- REQUIRED WORK
A: Quote every parenthetical remark, with its parentheses, in the piece on the termite preserved in amber below.
B: Answer these questions from the termite-in-amber piece below:
(i) Roughly how long ago did the trapped organisms live?
(ii) Scientists from which university reported the discovery?
(iii) Which genus did the press choose to mention?

- PASSAGE
::::::::::

Imagine one day as you’re reading or eating a book, your house is suddenly ripped apart in an untimely predation event, because your house is a termite, and before you can scramble away with your flagella in search of a new termite-house, you’re paralyzed by a huge blob of tree goo. I know, I HATE when that happens. Then again, that’s how I feel when I wake up sometimes—horrified and immobile—but at least it’s not permanent. Unfortunately for one gang of flagellated friends approximately 10 million years ago, the nightmare was real, and the condition really permanent.
Luckily their sacrifice did not go unrecognized (Memorial Day reference!). Scientists from Oregon State University reported Friday the discovery of what is now the the oldest example of a cooperative symbiosis (a “mutualism” if you will) between an animal and a microbe. The story is extra cool because it’s based on ”there it is!” observable-with-your-eyes evidence: in a piece of amber (tree resin of the past/not the ’90s singer of the past), a termite’s gut was preserved just after it was ripped open, revealing the symbiotic protozoans inside. (Many new genera were described, but the press picked only the one with the picture, Microrhopalodites, to mention.) The discovery highlights how organisms have been engaging in cooperative symbioses and co-evolution for a really, really, long time (“really, really” is a technical term that means, um, about 10 million years). Relationship status: It’s complicated with Microrhopalodites.

::::::::::

- RECORD SET
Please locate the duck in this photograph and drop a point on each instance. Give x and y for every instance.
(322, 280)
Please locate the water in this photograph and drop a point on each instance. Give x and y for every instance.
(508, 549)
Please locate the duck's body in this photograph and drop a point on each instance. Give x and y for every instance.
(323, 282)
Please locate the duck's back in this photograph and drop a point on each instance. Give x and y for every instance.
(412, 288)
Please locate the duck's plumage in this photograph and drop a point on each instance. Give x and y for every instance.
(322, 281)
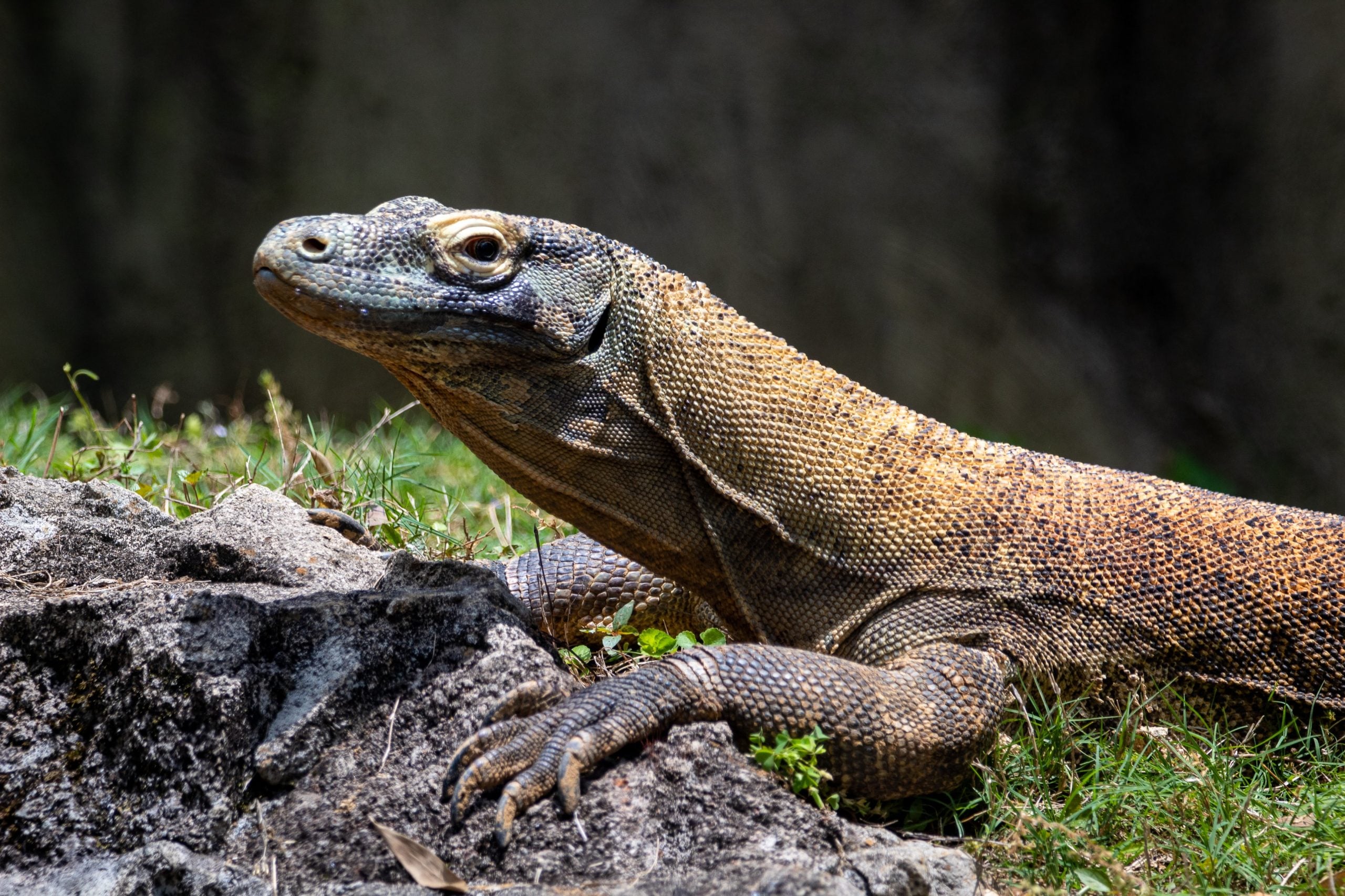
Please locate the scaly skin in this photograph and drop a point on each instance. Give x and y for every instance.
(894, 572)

::::::::::

- SOLVED TASKS
A:
(Memorial Day reference!)
(a “mutualism” if you will)
(tree resin of the past/not the ’90s singer of the past)
(Many new genera were described, but the press picked only the one with the picture, Microrhopalodites, to mention.)
(“really, really” is a technical term that means, um, about 10 million years)

B:
(i) Approximately 10 million years ago.
(ii) Oregon State University.
(iii) Microrhopalodites.